#### PROBLEM DETAILS:
Where does the string "logo" appear? Copy every line of the entries below that holds it.

[Spatial localization data]
━━━━━━━━━━

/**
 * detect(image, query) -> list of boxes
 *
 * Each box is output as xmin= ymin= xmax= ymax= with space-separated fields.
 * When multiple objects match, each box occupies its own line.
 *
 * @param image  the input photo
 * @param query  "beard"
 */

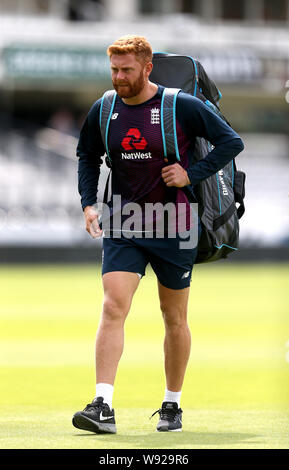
xmin=113 ymin=70 xmax=146 ymax=98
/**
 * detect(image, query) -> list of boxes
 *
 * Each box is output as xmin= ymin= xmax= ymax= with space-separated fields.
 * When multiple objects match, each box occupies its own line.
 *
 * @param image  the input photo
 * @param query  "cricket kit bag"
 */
xmin=100 ymin=52 xmax=246 ymax=264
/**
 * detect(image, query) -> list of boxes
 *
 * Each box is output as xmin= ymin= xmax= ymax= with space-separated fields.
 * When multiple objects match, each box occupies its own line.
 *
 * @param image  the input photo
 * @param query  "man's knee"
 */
xmin=102 ymin=296 xmax=129 ymax=323
xmin=160 ymin=301 xmax=188 ymax=329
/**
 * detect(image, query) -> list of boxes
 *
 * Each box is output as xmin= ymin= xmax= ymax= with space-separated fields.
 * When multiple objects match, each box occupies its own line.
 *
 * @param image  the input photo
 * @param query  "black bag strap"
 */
xmin=103 ymin=169 xmax=112 ymax=204
xmin=213 ymin=202 xmax=236 ymax=231
xmin=99 ymin=90 xmax=116 ymax=203
xmin=99 ymin=90 xmax=117 ymax=166
xmin=233 ymin=170 xmax=246 ymax=219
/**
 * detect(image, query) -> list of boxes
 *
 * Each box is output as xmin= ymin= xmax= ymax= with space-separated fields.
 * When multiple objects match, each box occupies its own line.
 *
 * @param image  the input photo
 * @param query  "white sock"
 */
xmin=95 ymin=383 xmax=114 ymax=409
xmin=164 ymin=388 xmax=182 ymax=408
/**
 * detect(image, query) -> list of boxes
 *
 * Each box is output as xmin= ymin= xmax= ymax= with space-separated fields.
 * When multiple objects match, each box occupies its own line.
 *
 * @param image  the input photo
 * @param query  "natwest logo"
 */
xmin=121 ymin=128 xmax=147 ymax=151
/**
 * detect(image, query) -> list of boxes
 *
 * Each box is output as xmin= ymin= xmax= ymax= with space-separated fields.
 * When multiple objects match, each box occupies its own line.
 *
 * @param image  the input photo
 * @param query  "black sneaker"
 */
xmin=151 ymin=401 xmax=182 ymax=432
xmin=72 ymin=396 xmax=116 ymax=434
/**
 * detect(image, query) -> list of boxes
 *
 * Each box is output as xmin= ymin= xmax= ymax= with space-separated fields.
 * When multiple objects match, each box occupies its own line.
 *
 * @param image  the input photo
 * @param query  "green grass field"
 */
xmin=0 ymin=262 xmax=288 ymax=449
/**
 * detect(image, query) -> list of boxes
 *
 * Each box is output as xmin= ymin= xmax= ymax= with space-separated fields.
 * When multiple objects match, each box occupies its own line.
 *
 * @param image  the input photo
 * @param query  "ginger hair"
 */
xmin=107 ymin=35 xmax=153 ymax=64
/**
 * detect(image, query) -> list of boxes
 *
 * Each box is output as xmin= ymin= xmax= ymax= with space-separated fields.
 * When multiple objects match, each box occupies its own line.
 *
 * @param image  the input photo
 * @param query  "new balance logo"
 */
xmin=181 ymin=271 xmax=190 ymax=279
xmin=121 ymin=128 xmax=147 ymax=151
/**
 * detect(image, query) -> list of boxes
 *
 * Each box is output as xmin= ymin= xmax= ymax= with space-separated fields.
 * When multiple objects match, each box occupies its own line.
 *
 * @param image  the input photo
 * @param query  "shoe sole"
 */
xmin=157 ymin=428 xmax=182 ymax=432
xmin=72 ymin=414 xmax=117 ymax=434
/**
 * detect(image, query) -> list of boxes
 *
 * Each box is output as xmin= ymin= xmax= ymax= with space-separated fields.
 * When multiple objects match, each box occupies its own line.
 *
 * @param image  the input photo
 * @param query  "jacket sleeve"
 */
xmin=177 ymin=93 xmax=244 ymax=187
xmin=77 ymin=100 xmax=106 ymax=210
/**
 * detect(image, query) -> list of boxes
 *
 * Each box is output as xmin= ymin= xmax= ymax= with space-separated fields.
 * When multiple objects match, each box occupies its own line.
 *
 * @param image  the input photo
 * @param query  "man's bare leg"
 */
xmin=95 ymin=271 xmax=140 ymax=385
xmin=72 ymin=271 xmax=140 ymax=434
xmin=158 ymin=282 xmax=191 ymax=392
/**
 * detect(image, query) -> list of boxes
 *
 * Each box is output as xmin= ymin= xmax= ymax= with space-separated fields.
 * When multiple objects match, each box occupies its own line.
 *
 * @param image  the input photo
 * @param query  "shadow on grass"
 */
xmin=73 ymin=431 xmax=260 ymax=448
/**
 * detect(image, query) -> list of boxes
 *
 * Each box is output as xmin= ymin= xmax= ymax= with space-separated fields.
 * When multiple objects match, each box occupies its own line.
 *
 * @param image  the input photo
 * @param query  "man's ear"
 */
xmin=146 ymin=61 xmax=153 ymax=77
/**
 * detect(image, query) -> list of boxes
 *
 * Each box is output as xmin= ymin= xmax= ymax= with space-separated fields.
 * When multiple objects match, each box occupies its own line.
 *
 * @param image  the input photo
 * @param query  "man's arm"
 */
xmin=177 ymin=93 xmax=244 ymax=187
xmin=77 ymin=100 xmax=105 ymax=237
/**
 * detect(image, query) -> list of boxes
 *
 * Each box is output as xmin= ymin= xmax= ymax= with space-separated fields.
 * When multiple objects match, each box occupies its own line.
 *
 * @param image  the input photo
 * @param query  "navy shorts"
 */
xmin=102 ymin=223 xmax=201 ymax=290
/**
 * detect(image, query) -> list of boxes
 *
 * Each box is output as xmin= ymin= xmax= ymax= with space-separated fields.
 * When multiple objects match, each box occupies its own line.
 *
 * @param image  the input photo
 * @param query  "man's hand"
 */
xmin=83 ymin=206 xmax=102 ymax=238
xmin=161 ymin=161 xmax=191 ymax=188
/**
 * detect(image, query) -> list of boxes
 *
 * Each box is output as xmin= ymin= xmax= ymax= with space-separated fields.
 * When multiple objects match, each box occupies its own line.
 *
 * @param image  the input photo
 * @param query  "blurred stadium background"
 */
xmin=0 ymin=0 xmax=288 ymax=262
xmin=0 ymin=0 xmax=289 ymax=450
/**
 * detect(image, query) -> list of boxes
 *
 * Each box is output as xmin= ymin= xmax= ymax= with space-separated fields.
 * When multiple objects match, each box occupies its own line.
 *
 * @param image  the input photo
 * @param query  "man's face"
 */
xmin=110 ymin=53 xmax=148 ymax=98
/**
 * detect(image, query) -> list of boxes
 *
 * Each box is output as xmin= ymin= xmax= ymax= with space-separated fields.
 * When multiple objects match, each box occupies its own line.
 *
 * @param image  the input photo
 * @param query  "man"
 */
xmin=73 ymin=35 xmax=244 ymax=434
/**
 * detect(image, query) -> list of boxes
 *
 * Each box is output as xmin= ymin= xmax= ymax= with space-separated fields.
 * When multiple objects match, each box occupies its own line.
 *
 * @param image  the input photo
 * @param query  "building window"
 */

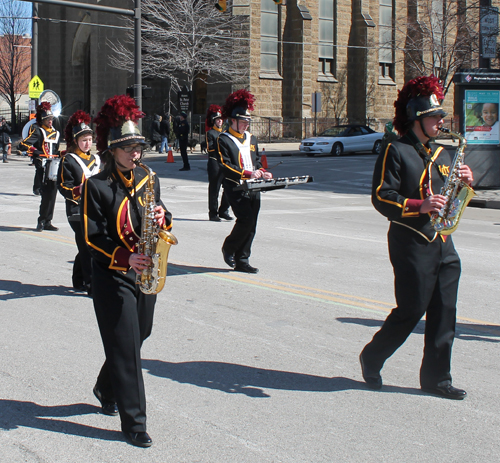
xmin=379 ymin=0 xmax=395 ymax=81
xmin=318 ymin=0 xmax=335 ymax=78
xmin=261 ymin=0 xmax=279 ymax=73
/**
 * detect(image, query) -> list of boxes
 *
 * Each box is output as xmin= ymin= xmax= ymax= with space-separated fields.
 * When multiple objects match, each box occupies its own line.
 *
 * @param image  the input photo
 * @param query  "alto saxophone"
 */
xmin=430 ymin=128 xmax=475 ymax=235
xmin=135 ymin=160 xmax=178 ymax=294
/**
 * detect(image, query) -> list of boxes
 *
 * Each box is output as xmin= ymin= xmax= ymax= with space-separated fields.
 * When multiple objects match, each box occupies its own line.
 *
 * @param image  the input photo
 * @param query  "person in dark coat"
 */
xmin=82 ymin=95 xmax=173 ymax=448
xmin=177 ymin=112 xmax=190 ymax=171
xmin=217 ymin=89 xmax=272 ymax=274
xmin=359 ymin=76 xmax=473 ymax=400
xmin=205 ymin=104 xmax=232 ymax=222
xmin=0 ymin=117 xmax=11 ymax=163
xmin=150 ymin=114 xmax=161 ymax=151
xmin=20 ymin=102 xmax=61 ymax=231
xmin=57 ymin=110 xmax=101 ymax=294
xmin=159 ymin=114 xmax=170 ymax=154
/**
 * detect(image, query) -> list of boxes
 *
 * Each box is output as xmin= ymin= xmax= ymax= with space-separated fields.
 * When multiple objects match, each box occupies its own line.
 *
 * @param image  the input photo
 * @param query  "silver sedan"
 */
xmin=299 ymin=125 xmax=383 ymax=156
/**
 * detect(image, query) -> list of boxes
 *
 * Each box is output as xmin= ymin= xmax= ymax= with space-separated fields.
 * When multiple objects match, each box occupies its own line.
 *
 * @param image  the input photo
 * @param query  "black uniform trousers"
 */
xmin=207 ymin=157 xmax=229 ymax=218
xmin=38 ymin=179 xmax=58 ymax=225
xmin=68 ymin=216 xmax=92 ymax=289
xmin=92 ymin=262 xmax=156 ymax=433
xmin=223 ymin=186 xmax=260 ymax=265
xmin=179 ymin=139 xmax=189 ymax=168
xmin=362 ymin=223 xmax=461 ymax=388
xmin=33 ymin=158 xmax=44 ymax=192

━━━━━━━━━━

#### PROBLEM SOLUTION:
 * @param query  "natwest logo"
 * @param query  "new balance logo"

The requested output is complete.